Training Ferocity : Sunday fun with kicks, kettle bells, and waterfalls

We didn’t choose a name like The Warrior Family for nothing. Part of what makes us unique is that we all have a deep passion for fitness, fighting, and working hard to accomplish our goals. At one point in time, the both of my boys were involved in Mixed Martial Arts, and they would have three to four training sessions a week! Now, it’s my oldest son who has continued sharpening his skill in jiu-jitsu, and stand-up fighting, while my youngest son gives his best shot at Baseball.

On my free time, I enjoy spending hours conducting research, listening to podcasts, and watching videos that make me more knowledgeable in the strength and conditioning realm. One thing that I have learned from following amazing coaches like Zack Evan-Esh, is that the difference in performance from your young athlete comes from what happens after the game, and after those long practices.

In one of my previous posts, I mentioned that after each training session, my oldest son and I would discuss everything that happened on the mat. We would talk about what he did well, what he could have done better, and how his actions contributed to achieving his goals.

This was EXTREMELY helpful in developing my sons mental toughness, and made him more productive during his sparring sessions.

However, with both of my boys, there are two aspects that they are still lacking in their athletic ability – ferocity, and strength. Now, don’t get me wrong, this is absolutely normal, I mean…they’re kids, right? Maybe for normal kids, but not so much for mine.

Now that my boys are getting older, I am beginning to expose them to some of the harsh realities of life. One of those realities is that there are people in this world who will want to harm you, or the ones you love. Some will have material motives, some will be more complex; however, whatever the case may be, you should always be ready to take a stand, and protect what is yours. I owe them that type of honesty, they deserve it. It’s hard to explain to a kid why daddy got sent to war those three years, but if I can make them understand this, maybe they won’t hold it against me in the future.

 

I owe them that type of honesty, they deserve it

 

Our Sunday Fun-day

 

One of the reasons that I began following Strength and Conditioning Coach Zack Evan-Esh, is because he bases his training around a strong set of values – The Code. His belief is that in order to succeed, you have to work you a** off, and I completely agree. This past Sunday, my wife and I picked up a free-standing punching bag for our boys to get some additional training on. Now, I’m no Black Belt, but I know how to fight, and I know how to train. So, I decided to have some fun with the boys, test out our…I mean their new toy.

++++++

(Goals):
• a. List the three things the blog post says the author does in free time to learn more about strength and conditioning.
• b. According to the blog post, what did the author and his wife pick up this past Sunday for their boys?
• c. Carry the blog post about the family's Sunday training forward from its last sentence.

(Data records):
++++++

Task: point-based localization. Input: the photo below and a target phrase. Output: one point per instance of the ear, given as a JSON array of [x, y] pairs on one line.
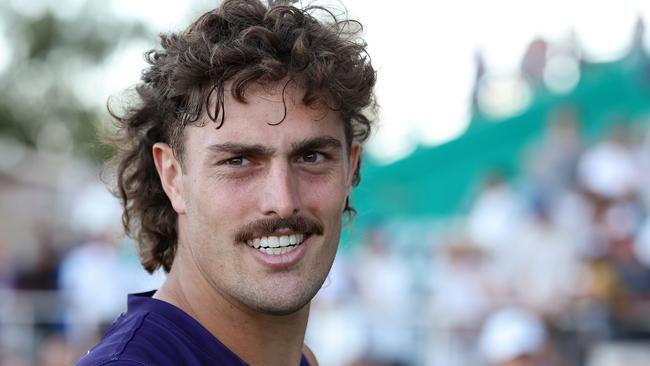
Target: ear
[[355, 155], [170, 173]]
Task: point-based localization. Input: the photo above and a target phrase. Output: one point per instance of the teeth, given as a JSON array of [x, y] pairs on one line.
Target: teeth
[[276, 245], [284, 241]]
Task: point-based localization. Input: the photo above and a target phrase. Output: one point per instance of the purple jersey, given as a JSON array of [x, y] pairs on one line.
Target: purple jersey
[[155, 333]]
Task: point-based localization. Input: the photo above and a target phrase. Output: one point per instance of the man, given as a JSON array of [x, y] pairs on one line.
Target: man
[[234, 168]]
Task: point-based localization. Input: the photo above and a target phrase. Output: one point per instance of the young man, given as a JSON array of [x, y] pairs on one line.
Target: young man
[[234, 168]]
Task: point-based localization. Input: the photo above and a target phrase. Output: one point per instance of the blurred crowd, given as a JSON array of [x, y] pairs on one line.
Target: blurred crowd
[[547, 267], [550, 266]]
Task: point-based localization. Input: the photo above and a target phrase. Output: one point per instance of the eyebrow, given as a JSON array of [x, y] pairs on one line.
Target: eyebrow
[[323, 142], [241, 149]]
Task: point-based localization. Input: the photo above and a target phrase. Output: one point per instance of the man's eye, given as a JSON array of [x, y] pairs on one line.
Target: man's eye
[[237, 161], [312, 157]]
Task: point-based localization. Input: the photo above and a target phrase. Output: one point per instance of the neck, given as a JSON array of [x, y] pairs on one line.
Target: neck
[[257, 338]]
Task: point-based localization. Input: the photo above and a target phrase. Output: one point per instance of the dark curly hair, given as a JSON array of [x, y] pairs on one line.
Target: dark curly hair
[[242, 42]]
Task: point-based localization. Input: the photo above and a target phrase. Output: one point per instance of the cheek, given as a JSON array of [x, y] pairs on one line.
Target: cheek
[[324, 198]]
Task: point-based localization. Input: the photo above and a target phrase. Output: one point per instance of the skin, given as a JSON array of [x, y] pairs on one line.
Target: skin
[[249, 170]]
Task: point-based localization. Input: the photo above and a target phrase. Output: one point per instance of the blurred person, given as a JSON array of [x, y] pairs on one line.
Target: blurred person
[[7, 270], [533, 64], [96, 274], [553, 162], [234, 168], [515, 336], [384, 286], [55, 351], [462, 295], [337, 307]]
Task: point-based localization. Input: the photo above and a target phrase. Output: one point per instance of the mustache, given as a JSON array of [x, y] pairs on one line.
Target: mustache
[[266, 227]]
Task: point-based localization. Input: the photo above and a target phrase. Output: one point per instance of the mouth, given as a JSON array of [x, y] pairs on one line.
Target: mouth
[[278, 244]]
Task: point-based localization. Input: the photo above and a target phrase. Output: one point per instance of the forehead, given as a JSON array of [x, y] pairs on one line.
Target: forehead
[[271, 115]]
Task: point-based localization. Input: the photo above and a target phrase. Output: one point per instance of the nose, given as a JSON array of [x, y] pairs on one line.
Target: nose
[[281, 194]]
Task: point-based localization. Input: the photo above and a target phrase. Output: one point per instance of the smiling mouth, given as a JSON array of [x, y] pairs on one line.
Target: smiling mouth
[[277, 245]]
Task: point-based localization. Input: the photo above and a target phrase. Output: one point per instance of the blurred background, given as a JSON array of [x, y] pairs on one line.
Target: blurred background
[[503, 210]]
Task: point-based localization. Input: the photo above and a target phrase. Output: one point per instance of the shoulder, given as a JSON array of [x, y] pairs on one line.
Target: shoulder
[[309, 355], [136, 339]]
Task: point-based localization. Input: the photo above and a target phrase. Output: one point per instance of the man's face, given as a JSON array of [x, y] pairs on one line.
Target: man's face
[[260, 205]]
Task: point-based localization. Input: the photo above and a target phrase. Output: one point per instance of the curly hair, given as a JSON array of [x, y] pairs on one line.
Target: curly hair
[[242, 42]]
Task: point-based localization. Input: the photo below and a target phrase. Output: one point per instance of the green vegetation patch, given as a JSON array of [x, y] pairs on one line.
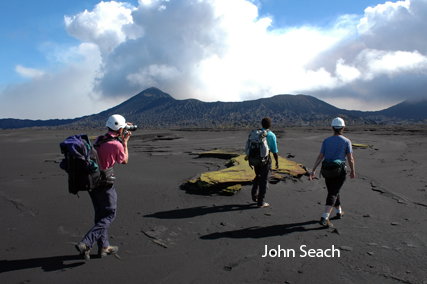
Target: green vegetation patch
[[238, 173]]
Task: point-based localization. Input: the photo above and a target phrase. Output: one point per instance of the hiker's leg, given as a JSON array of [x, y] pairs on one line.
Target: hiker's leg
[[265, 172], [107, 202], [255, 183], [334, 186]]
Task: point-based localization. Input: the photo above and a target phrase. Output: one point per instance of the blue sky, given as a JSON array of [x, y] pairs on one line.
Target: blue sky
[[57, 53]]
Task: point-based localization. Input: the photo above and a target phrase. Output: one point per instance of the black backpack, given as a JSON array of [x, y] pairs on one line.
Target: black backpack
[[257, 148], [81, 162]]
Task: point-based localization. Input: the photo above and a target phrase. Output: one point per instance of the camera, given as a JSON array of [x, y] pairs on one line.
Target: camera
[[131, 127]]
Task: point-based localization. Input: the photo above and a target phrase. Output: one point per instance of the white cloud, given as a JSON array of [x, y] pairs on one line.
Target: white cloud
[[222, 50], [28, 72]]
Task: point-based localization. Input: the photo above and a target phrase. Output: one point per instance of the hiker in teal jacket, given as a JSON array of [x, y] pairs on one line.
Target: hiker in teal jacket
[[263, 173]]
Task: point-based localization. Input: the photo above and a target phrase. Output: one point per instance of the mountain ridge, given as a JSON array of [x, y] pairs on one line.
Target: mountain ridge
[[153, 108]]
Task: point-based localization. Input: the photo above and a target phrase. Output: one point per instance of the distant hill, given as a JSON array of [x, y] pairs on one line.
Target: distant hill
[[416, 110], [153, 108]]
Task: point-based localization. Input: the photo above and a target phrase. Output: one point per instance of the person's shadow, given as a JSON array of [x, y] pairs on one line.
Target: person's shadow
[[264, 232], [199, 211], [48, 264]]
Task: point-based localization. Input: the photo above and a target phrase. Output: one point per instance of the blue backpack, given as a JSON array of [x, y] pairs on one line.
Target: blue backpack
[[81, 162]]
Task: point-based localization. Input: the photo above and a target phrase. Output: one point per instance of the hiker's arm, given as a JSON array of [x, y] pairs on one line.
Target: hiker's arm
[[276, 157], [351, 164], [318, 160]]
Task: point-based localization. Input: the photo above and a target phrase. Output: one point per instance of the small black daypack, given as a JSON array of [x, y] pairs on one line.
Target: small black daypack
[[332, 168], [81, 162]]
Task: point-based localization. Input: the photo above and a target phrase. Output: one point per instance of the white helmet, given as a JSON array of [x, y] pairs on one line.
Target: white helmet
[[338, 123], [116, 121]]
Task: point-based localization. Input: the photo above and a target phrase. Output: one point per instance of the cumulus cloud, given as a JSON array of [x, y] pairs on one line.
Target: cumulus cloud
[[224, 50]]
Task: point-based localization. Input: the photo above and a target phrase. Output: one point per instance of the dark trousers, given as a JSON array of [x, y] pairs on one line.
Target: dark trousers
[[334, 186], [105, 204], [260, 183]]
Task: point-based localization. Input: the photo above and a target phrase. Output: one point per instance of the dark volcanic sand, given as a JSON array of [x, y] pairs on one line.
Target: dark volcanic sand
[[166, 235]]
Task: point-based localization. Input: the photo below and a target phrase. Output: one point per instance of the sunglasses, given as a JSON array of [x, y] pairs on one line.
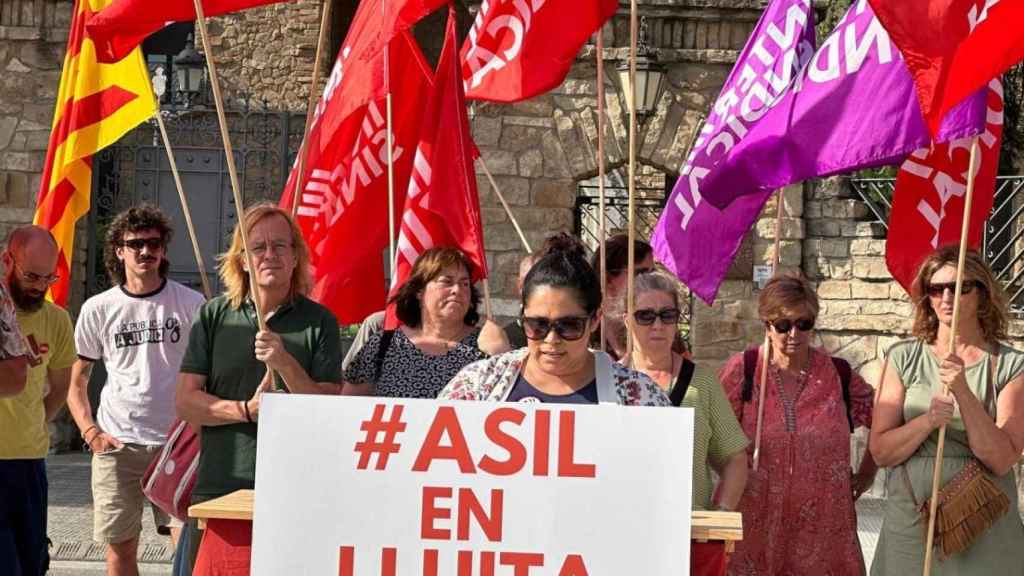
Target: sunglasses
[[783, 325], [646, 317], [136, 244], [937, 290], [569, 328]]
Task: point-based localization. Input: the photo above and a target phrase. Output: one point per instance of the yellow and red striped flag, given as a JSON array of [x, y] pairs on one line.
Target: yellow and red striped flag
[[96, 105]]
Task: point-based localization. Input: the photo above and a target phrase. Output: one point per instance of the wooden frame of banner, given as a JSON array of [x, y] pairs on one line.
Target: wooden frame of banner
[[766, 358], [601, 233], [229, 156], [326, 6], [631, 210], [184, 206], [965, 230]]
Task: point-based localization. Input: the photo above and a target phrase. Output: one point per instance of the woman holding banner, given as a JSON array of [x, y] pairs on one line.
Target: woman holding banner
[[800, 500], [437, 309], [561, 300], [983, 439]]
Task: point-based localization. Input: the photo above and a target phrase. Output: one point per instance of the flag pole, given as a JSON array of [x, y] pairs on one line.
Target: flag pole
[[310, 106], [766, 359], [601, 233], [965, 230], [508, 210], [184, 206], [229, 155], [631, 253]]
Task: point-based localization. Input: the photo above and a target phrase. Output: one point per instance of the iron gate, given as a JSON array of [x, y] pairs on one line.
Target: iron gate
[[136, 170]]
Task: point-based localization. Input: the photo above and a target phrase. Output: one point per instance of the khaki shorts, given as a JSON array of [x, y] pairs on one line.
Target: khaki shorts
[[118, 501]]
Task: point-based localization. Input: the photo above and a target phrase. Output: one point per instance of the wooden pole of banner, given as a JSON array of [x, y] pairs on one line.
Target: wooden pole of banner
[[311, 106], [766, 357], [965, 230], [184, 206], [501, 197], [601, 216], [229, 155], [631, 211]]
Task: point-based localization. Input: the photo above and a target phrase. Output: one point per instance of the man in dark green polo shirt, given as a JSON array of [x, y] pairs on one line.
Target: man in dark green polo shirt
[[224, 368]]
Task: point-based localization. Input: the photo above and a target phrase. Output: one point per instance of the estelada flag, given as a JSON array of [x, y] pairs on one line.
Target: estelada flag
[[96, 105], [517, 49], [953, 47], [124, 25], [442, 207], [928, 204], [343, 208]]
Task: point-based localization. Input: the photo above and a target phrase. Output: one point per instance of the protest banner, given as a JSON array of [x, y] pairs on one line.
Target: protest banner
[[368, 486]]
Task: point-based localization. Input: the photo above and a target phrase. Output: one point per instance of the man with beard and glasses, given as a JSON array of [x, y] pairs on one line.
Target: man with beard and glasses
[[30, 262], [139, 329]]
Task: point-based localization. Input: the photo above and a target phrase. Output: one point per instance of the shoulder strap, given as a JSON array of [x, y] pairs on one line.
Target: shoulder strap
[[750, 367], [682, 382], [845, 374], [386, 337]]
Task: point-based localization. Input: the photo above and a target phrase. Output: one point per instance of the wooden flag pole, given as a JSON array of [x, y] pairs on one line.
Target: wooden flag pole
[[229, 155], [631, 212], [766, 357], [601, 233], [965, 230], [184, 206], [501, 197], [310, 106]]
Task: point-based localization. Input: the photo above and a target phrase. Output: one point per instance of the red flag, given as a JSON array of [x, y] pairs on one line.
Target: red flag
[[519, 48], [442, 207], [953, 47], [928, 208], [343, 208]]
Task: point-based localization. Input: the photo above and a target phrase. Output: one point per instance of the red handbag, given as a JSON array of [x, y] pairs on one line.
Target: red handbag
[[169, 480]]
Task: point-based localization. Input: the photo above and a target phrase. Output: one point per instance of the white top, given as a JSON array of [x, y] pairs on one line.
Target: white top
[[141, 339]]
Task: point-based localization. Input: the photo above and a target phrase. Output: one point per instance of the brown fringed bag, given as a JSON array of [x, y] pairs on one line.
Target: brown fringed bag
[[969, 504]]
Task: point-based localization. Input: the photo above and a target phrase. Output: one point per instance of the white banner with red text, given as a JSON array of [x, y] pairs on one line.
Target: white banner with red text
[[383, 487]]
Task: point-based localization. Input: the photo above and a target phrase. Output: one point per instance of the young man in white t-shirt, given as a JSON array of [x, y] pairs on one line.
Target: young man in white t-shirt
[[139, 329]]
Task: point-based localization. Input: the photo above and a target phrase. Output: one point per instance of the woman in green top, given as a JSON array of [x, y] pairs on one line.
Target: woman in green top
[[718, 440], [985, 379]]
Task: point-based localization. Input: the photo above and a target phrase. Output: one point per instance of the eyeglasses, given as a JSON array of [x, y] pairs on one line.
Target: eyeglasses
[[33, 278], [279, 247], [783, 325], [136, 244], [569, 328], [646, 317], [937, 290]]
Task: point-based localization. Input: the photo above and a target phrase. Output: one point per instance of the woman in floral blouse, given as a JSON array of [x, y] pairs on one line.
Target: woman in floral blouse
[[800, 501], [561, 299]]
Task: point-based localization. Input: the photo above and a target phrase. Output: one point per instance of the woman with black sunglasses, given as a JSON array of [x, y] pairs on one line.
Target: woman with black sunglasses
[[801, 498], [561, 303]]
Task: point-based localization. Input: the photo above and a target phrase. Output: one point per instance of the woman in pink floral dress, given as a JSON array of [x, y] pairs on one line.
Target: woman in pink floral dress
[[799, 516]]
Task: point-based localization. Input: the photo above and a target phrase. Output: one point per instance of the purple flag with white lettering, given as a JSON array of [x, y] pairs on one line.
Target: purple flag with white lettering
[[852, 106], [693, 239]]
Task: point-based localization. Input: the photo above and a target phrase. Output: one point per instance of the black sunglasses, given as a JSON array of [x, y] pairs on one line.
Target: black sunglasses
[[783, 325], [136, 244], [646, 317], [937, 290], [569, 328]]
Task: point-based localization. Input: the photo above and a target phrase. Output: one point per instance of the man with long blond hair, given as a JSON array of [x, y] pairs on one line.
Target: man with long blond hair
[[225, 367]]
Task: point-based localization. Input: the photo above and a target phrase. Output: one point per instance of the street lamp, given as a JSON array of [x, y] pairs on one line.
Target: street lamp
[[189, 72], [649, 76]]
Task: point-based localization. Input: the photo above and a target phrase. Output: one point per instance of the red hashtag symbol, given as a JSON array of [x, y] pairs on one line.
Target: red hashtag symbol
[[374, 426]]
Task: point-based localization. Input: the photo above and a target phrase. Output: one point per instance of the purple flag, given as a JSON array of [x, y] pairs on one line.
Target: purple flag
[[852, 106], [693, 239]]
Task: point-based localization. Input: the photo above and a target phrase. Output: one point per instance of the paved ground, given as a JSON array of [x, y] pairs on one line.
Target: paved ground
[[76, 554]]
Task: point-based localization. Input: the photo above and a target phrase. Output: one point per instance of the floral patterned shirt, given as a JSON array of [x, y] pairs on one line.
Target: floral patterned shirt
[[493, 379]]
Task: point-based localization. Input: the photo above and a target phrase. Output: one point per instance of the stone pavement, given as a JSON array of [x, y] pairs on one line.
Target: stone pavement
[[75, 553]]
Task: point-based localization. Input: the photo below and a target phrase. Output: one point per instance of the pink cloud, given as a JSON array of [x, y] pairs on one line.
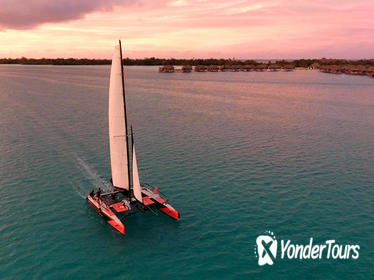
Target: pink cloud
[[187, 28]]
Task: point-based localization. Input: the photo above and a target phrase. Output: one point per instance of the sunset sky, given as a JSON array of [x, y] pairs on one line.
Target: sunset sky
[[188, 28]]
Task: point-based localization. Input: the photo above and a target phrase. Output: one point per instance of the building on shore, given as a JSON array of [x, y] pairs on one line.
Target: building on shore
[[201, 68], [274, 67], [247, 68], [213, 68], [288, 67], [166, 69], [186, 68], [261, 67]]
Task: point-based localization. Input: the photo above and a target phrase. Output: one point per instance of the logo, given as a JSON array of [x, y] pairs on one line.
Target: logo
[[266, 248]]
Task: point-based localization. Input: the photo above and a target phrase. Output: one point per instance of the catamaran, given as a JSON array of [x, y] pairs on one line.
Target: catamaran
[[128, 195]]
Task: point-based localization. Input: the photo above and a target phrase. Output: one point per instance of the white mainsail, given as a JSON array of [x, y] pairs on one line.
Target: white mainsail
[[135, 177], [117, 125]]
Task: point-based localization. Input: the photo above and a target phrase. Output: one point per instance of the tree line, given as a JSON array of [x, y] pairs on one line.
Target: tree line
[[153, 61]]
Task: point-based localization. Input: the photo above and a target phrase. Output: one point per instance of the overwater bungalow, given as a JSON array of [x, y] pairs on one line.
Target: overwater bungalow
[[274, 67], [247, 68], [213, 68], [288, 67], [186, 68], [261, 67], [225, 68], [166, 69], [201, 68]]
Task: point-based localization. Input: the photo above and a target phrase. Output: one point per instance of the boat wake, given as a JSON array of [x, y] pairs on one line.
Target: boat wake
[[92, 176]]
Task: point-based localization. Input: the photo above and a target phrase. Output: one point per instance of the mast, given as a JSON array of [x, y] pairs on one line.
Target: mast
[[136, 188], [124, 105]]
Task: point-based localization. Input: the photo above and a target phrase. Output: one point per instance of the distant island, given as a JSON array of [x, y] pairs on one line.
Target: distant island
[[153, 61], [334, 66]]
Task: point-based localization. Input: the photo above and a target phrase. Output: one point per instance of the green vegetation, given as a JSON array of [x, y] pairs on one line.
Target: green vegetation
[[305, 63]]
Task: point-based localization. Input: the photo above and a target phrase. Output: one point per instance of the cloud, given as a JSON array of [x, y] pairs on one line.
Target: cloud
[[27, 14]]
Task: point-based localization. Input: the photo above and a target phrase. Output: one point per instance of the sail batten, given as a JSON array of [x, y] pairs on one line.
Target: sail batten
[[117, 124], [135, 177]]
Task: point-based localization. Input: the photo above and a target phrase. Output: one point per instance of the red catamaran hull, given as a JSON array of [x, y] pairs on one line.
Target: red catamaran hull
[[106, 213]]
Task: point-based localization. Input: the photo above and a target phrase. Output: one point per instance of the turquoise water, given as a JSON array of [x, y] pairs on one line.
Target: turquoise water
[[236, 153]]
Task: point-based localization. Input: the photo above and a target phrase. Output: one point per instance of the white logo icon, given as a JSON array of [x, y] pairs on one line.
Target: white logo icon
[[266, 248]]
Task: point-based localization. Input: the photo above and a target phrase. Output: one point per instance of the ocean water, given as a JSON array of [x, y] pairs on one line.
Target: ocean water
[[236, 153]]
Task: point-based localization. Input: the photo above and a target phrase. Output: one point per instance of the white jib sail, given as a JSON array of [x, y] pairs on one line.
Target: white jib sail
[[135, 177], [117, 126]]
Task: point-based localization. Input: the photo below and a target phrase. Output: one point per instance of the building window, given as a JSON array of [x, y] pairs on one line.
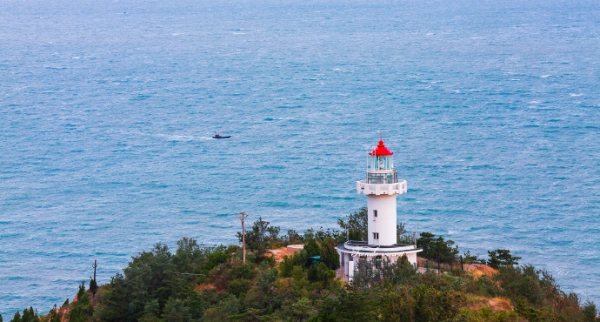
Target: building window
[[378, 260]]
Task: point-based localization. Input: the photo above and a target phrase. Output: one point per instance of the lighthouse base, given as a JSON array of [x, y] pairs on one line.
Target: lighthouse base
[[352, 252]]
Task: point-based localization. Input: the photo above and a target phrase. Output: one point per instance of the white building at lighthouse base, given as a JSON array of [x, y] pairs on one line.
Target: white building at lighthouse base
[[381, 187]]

++++++

(Answers to the problems):
• a. Conducting research, listening to podcasts, and watching videos.

• b. A free-standing punching bag.

• c.
First and foremost, no shirts allowed…it was that kind of party. We each grabbed our gloves, kettle bells, laced up our shoes, and headed out back. Here’s the workout:

Using a timer app set to beep at every thirty seconds, the three of us would take turns either punching the bag, or conducting an exercise. We would do two complete rotations, adding up to three minutes of work (the typical length of a sparring match). In total, we did four sets, simulating four rounds of sparring, with a 60 second rest between each set. Here’s a breakdown of each round:

  1. Bag: Roundhouse Kick / Switch Kick (practicing both)
    Exercise: Standing Kettle Bell High Pull(10lbs/40lbs)
  2. Bag: Jab/Cross combination, side-step, repeat
    Exercise: Air Squat
  3. Bag: Push Kick (lead/trail leg alternating)
    Exercise: Jumping Jacks
  4. Bag: 2x Rapid Jab/Cross combination (1,2/1,2)
    Exercise: Burpees

When I offered them the opportunity to back down, the littlest one simply asked, “Which one is next, daddy”.

With the excitement of having the new bag, and the intensity from the workout, we all had a blast. Helping the boys push through mentally, and watching them REFUSE to quit made this experience amazing. When I offered them the opportunity to back down, the littlest one simply asked, “Which one is next, daddy”.

Since the boys worked so hard, and they wanted to do more, I decided to make things a little more fun. We took our kettle bells to a field just outside my house, and ran our water hose over the fence. I set a marker for the boys about 25 meters away from where we started, 100 meters for me, and turned the water on. The goal was to pick up the weight, run around the marker, come back through thewaterfall”, and cool off with the water hose until it’s your turn again. We didn’t keep count, but I know we did at least five sprints to the marker, and back. The last two were done without the weight so that we can feel like The Flash, as my youngest would call it. It was awesome seeing my boys have so much fun spraying each other down, encouraging each other, and really trying their best. At the end of our session, we cooled off with the water for a while, and had our post training talk.

 

“Do you want to feel powerless, like you can do nothing, or do you want to feel confident in knowing that, if you had to, you could do whats necessary protect mommy and brother?”

 

I went on to ask the boys if they knew why we train so hard in this family. My oldest said, “To get strong, and help other people”, which is consistent with our family values – kudos to you, Caleb. The youngest didn’t have an answer, so I explained it to him that we don’t do it for ourselves. We train for our family, their future children, and my future grandchildren. In the past, I used the example of an intruder breaking into our house to explain something to the boys. I asked them, “Do you want to feel powerless, like you can do nothing, or do you want to feel confident in knowing that, if you had to, you could do whats necessary protect mommy and brother?”

When I told my wife about that discussion, she seemed unhappy at first, but we can’t escape reality. I can spend my “fun” time with the boys playing video games, or watching movies, which we do on occasion; or, I can use that time to develop them into healthy, thoughtful young men by training with intensity, bringing out that ferocity that will help them succeed in life – and ending the session by engaging in deep conversation about life, family, and what it takes to be a good man.

Yeah, it was a good Sunday.

Here are some photos of our post workout fun!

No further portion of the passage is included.